■ SOURCE EXCERPT

Earlier this month, English champions Manchester City announced that building work was about to commence on a new training complex which is estimated to cost £100m. The new complex, expected to open in time for season 2014/15, will be a state of the art facility with 16 pitches and a 7,000-capacity stadium for the reserve and youth teams. I also read somewhere that the complex will have a state of the art facility to recreate different atmospheres from different grounds. For example if City are due to play at Liverpool, the stadium will be adapted to try and re-create the atmosphere of Anfield presumably with replicated crowd noises of You’ll Never Walk Alone while a trip across Manchester to Old Trafford might mean the reproduction of 70,000 Cockney accents…

It’s a novel concept and it set me thinking (there’s a first time for everything) Hearts may not have £100m to spend on such a luxury facility but just imagine if they did. I can see the present Riccarton campus being transformed and Hearts having their own mini stadium with the provision to recreate conditions experienced at other grounds in Scotland.

(Pointing entries for labeled objects)
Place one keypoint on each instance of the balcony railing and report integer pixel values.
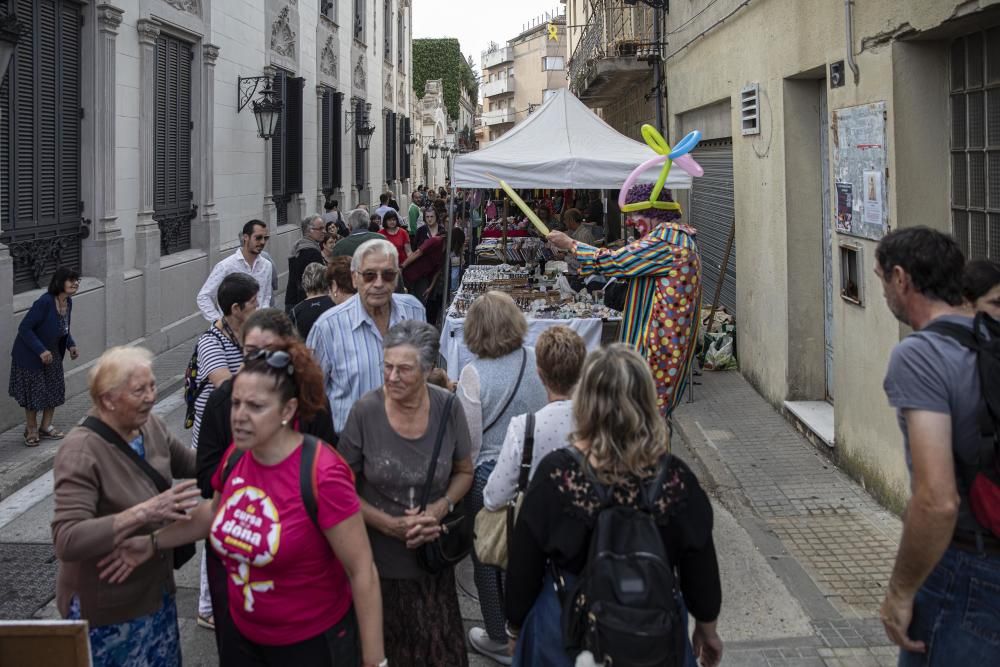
(497, 57)
(498, 117)
(614, 30)
(498, 87)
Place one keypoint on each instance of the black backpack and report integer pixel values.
(623, 607)
(193, 388)
(982, 474)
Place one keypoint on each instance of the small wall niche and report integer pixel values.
(852, 273)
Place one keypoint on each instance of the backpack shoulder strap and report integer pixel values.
(307, 477)
(527, 452)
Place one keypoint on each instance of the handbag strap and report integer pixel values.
(517, 385)
(527, 452)
(112, 436)
(425, 494)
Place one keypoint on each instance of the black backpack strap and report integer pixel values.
(653, 490)
(112, 436)
(307, 476)
(442, 427)
(527, 452)
(513, 393)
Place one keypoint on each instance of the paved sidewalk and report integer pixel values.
(829, 541)
(20, 465)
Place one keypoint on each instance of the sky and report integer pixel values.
(477, 22)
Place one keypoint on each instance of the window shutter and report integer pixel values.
(40, 137)
(172, 144)
(338, 140)
(326, 142)
(278, 141)
(293, 135)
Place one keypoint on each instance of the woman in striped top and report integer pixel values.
(664, 289)
(220, 356)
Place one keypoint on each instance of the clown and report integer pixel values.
(663, 269)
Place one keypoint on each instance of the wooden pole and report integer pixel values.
(722, 276)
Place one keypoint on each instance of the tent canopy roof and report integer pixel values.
(561, 145)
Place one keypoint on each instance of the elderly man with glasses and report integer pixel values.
(306, 250)
(347, 339)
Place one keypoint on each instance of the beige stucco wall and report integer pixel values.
(779, 288)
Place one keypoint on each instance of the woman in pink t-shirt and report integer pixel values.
(397, 235)
(303, 588)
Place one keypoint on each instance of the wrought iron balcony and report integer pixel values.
(498, 56)
(614, 51)
(498, 87)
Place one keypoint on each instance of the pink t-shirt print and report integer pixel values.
(285, 583)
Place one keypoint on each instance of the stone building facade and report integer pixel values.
(133, 164)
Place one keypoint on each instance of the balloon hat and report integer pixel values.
(665, 156)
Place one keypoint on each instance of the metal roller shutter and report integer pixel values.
(712, 215)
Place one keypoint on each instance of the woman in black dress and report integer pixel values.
(36, 374)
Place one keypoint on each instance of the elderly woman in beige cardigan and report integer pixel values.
(103, 493)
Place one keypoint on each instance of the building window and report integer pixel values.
(400, 41)
(331, 140)
(40, 143)
(286, 146)
(552, 63)
(328, 8)
(387, 32)
(975, 143)
(172, 201)
(359, 20)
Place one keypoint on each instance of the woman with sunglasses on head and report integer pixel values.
(302, 585)
(43, 337)
(390, 439)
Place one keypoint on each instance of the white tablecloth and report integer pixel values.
(457, 355)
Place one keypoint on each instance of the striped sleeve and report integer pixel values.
(649, 256)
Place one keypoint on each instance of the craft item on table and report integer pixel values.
(535, 220)
(667, 157)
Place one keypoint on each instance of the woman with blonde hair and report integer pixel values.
(500, 382)
(113, 477)
(619, 447)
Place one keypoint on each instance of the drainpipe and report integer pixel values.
(849, 21)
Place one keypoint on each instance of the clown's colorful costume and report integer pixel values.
(662, 304)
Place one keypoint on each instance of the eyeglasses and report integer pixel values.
(388, 275)
(276, 359)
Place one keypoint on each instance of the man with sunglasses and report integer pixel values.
(247, 260)
(347, 339)
(358, 221)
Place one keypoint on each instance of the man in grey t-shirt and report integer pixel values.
(946, 578)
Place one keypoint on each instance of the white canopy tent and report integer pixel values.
(561, 145)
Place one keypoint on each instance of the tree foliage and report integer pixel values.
(443, 59)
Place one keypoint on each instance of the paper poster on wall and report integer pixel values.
(845, 200)
(872, 209)
(859, 170)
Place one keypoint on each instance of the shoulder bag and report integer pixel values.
(183, 553)
(494, 529)
(455, 541)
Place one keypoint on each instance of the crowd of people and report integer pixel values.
(330, 458)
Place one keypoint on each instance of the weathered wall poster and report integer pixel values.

■ EXERCISE DIRECTIONS
Write the next part of the piece about Hearts and a training complex, picking up right after its final sentence.

■ EXERCISE ANSWER
A trip to the Highlands is always an enjoyable experience. Recreate the atmosphere at Ross County and Inverness by replicating the sound of a combine harvester and a recording of a former England centre half bawling about the injustice of Maradona’s handball against his compatriots at the World Cup in 1986. A forthcoming fixture at Aberdeen, for example, could see the reconstruction of a force ten gale, ice-cold conditions and a crowd urging people to stand free while still declaring their team is famous. Preparation for a trip 60 miles further down the east coast to Tannadice could see a look-alike of BBC Scotland’s Jim Spence leading the singing of ‘I Can’t Help Falling in Love With You’. For the trip across the road at Dens Park Hearts could engage the services of Rent a Crowd and arrange for a few fans with 1980s style perms and moustaches chanting ‘There’s Only One Albert Kidd’.

Facing a Sunday afternoon fixture at St. Johnstone? No problem. Get a farmer to bring his flock of sheep to Riccarton to recreate the rural atmosphere at McDiarmid Park.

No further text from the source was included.